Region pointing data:
━━━━━━━━━━━━━━━━━━━━
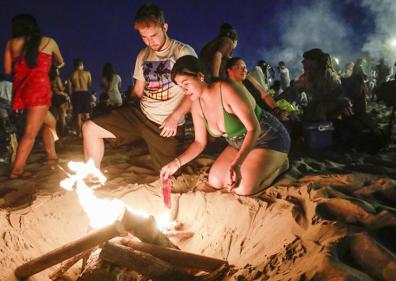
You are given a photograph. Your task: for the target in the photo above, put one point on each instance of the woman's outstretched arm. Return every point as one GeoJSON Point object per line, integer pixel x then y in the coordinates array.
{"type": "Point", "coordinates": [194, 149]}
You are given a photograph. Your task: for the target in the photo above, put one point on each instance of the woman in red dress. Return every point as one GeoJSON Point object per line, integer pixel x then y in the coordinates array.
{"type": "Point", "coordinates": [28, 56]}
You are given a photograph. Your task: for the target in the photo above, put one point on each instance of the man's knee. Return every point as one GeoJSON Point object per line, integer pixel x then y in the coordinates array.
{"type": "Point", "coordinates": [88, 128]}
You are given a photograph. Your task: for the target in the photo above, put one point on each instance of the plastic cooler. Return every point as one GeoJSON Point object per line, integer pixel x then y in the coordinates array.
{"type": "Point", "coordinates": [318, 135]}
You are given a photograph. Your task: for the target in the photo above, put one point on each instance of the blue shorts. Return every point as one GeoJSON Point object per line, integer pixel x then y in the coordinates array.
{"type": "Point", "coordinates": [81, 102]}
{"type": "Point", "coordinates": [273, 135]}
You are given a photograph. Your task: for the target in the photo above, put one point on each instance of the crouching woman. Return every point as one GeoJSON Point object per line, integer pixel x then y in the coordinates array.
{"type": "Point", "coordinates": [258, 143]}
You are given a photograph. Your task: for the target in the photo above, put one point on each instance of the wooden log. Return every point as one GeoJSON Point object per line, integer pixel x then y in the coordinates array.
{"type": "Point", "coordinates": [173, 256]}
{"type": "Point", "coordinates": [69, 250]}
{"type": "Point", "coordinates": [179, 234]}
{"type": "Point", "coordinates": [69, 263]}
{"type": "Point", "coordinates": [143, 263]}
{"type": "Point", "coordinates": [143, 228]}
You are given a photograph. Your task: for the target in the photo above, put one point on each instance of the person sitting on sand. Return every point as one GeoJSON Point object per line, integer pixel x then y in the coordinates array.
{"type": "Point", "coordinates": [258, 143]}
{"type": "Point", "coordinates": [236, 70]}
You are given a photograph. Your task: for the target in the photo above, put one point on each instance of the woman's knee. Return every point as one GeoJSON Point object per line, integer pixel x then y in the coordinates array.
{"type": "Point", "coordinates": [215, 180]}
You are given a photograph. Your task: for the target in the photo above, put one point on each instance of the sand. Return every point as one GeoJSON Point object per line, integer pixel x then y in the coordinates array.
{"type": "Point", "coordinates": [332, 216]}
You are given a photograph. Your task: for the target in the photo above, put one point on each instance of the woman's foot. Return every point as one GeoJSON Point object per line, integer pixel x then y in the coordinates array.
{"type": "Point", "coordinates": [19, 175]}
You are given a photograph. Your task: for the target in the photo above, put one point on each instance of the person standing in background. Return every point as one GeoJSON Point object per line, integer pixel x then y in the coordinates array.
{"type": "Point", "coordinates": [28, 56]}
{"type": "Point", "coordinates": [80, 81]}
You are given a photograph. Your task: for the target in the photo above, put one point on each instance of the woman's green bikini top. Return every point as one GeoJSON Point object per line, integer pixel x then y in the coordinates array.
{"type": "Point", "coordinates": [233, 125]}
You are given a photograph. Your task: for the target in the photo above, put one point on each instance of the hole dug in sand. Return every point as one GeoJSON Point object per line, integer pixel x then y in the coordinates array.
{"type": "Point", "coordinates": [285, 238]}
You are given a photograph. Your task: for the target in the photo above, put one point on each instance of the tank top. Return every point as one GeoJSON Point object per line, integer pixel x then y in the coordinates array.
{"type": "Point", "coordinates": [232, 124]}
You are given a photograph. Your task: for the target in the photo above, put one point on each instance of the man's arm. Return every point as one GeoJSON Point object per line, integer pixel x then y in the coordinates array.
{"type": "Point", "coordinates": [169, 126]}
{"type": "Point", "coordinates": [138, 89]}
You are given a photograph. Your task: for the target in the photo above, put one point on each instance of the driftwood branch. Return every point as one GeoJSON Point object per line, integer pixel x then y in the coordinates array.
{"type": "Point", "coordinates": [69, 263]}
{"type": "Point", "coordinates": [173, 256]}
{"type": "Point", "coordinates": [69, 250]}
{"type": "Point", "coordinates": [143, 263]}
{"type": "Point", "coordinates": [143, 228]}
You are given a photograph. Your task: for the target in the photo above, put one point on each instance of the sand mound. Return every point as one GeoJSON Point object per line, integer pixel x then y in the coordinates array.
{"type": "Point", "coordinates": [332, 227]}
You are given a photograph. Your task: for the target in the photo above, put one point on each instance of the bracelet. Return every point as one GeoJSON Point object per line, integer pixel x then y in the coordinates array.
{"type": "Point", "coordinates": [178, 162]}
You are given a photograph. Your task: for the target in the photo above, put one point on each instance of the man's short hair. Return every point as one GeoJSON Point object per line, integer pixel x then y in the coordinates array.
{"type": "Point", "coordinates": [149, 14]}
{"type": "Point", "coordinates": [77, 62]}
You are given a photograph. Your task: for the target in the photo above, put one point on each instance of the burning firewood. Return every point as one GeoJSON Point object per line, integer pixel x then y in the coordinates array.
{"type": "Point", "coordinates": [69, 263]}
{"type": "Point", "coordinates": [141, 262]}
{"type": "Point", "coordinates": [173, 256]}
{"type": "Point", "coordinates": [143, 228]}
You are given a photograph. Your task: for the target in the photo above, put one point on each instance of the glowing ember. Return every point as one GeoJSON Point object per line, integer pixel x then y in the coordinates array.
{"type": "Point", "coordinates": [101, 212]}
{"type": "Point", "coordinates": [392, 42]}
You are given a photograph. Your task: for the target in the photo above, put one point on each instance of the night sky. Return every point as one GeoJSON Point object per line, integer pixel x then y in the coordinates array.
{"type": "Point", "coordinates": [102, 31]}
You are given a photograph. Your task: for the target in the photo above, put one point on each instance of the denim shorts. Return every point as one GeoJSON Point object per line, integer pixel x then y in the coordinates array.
━━━━━━━━━━━━━━━━━━━━
*What to do*: Quote, without alteration, the final stretch of the entries: the line with "of the burning" onward to the last line.

*Result of the exercise*:
You are given a photograph. Your task: for the target in the photo above, put one point on each instance of the burning firewood. Return every point as one GeoJSON Point object per line, integer pixel x then y in the coordinates array.
{"type": "Point", "coordinates": [69, 263]}
{"type": "Point", "coordinates": [141, 262]}
{"type": "Point", "coordinates": [173, 256]}
{"type": "Point", "coordinates": [143, 228]}
You are given a photograph. Your task: for the target in the photo above, put one point on each instance of the glowing ember. Return every point as one GeoJSON Point object per line, integer pixel x then y in the coordinates array.
{"type": "Point", "coordinates": [101, 212]}
{"type": "Point", "coordinates": [392, 42]}
You are given a photograph. Your task: for the target in the photo above, put one point on each instance of the night sky. Return every point as one GeoJSON Point object per line, integer pixel x then y in the coordinates array.
{"type": "Point", "coordinates": [102, 31]}
You are given a photograph. Your task: for the target in the photo above, put one point on each instance of the denim shorts. Return every point as one GeoJSON Point object per line, integer pixel x then y in the coordinates array.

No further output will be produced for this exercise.